## BRIEF
Please go line by line and repeat the data below exactly, with no images.

[DATA TO EXAMINE Boundary: Start]

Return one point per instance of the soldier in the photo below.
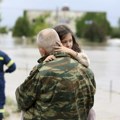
(60, 89)
(11, 66)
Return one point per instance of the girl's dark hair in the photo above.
(62, 31)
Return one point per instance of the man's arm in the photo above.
(26, 92)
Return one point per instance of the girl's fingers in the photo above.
(60, 44)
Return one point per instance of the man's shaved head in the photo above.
(47, 38)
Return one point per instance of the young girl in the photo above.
(69, 45)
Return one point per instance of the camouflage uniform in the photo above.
(62, 89)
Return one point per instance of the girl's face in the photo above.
(67, 41)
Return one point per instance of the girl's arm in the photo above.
(81, 57)
(49, 58)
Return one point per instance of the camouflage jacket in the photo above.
(62, 89)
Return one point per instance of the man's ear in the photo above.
(42, 51)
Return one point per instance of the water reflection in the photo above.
(105, 60)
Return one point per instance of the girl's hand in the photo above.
(49, 58)
(61, 48)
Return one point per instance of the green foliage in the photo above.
(93, 26)
(22, 27)
(3, 30)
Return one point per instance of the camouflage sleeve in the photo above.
(26, 92)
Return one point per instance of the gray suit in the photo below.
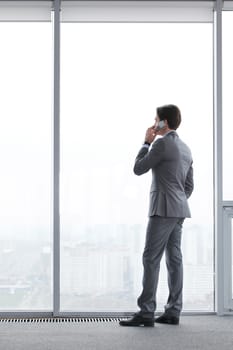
(170, 160)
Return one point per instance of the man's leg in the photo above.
(157, 235)
(175, 271)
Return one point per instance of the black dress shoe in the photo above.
(137, 320)
(168, 319)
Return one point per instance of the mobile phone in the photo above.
(161, 125)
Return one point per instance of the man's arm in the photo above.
(189, 185)
(146, 159)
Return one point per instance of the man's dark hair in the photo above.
(171, 113)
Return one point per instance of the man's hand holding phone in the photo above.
(150, 134)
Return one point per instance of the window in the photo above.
(113, 75)
(25, 178)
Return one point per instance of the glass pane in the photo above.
(25, 177)
(113, 76)
(227, 58)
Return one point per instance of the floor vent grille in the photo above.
(60, 320)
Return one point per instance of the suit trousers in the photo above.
(163, 235)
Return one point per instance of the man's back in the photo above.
(172, 176)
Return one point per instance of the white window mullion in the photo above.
(137, 11)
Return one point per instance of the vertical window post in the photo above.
(56, 160)
(219, 252)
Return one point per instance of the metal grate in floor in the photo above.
(59, 320)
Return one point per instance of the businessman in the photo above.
(170, 161)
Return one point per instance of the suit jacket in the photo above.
(170, 160)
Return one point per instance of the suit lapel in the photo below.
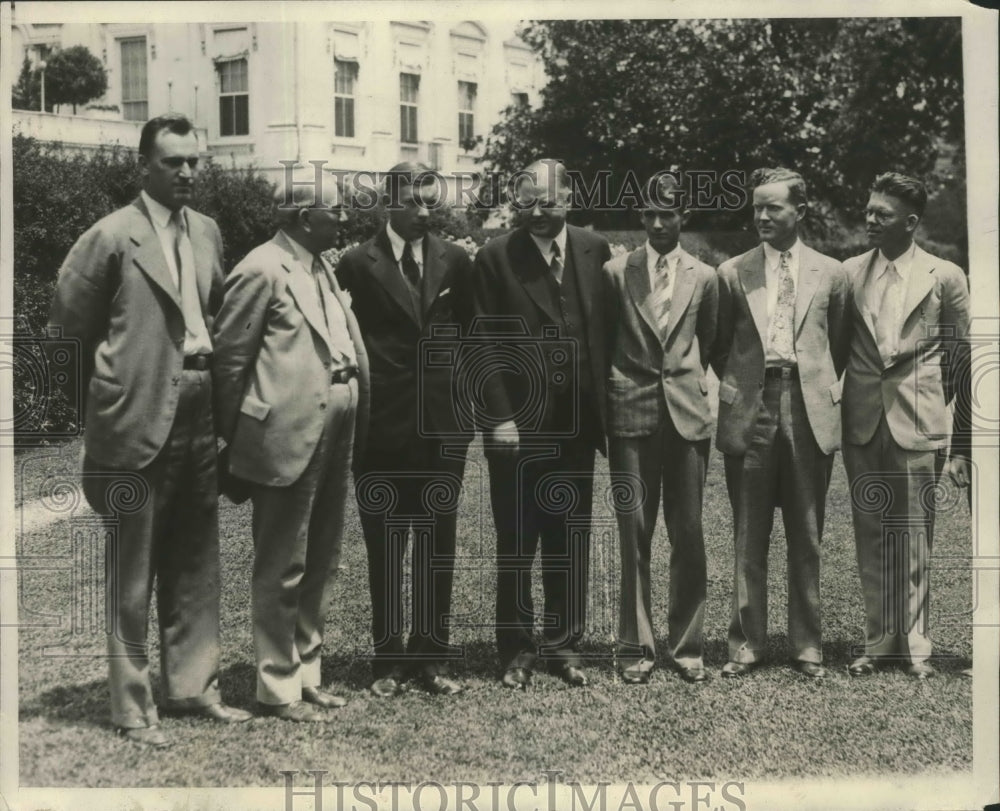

[DATA TO EXAMINE Boundary: End]

## REPLY TO THE TASK
Return one point per instance of the soldier in the photo below.
(60, 89)
(11, 66)
Return one point per instance of the girl's dark hair in the photo above.
(62, 31)
Return one point per instance of the man's arm in the photo above.
(26, 92)
Return one point per instance of the girl's fingers in the photo above.
(60, 44)
Return one point per instance of the man's shaved head in the photo above.
(47, 38)
Return one point per instance of the young girl in the photo above.
(69, 45)
Return one point per instance of the camouflage uniform in the photo above.
(62, 89)
Return one point per instance of the girl's face in the photo above.
(67, 41)
Return one point per instance of the girl's arm in the photo above.
(81, 57)
(49, 58)
Return one point per instance of the camouflage jacket in the photo above.
(62, 89)
Return one point per instance of the man's ear in the photo above.
(42, 51)
Return one point per instance of the water reflection in the photo above.
(105, 60)
Return one point per instance of the girl's hand in the photo above.
(49, 58)
(61, 48)
Return one point per instance of the green foliage in the photo above.
(93, 26)
(22, 27)
(3, 30)
Return one point per instance of the camouflage sleeve in the photo above.
(26, 92)
Return one point per instance of the gray suit in the photo below.
(170, 160)
Return one point per instance of the man's leg in the photo above.
(157, 235)
(175, 271)
Return one point per instance of the black dress shoe in the photo above.
(137, 320)
(168, 319)
Return one point per instance of the mobile phone in the photo above.
(161, 125)
Return one point per instance of the man's arm in the photo above.
(189, 185)
(146, 159)
Return one point per instance of the man's dark hair in the photo above.
(171, 113)
Return one point per instance of the man's hand holding phone in the photo above.
(150, 134)
Return one point per instance of the window in the photo above.
(113, 75)
(25, 178)
Return one point per instance of the glass pane in the photo above.
(25, 177)
(113, 76)
(227, 58)
Return one point per instance of the floor vent grille in the photo above.
(60, 320)
Return one point per instance of the suit trousers in the photo above.
(163, 235)
Return one point per instance of the man's back in the photo above.
(172, 176)
Return one point per instance of the white window mullion in the photo above.
(137, 11)
Return one point per instance of the vertical window post in the photo above.
(56, 160)
(219, 252)
Return one point per instance of the metal grate in floor in the photo above.
(59, 320)
Return one point per instance of the businessman in the photo above.
(170, 161)
Return one point per instance of the suit jacket in the photo above.
(170, 160)
Return one point per instance of the suit lapel in the photo below.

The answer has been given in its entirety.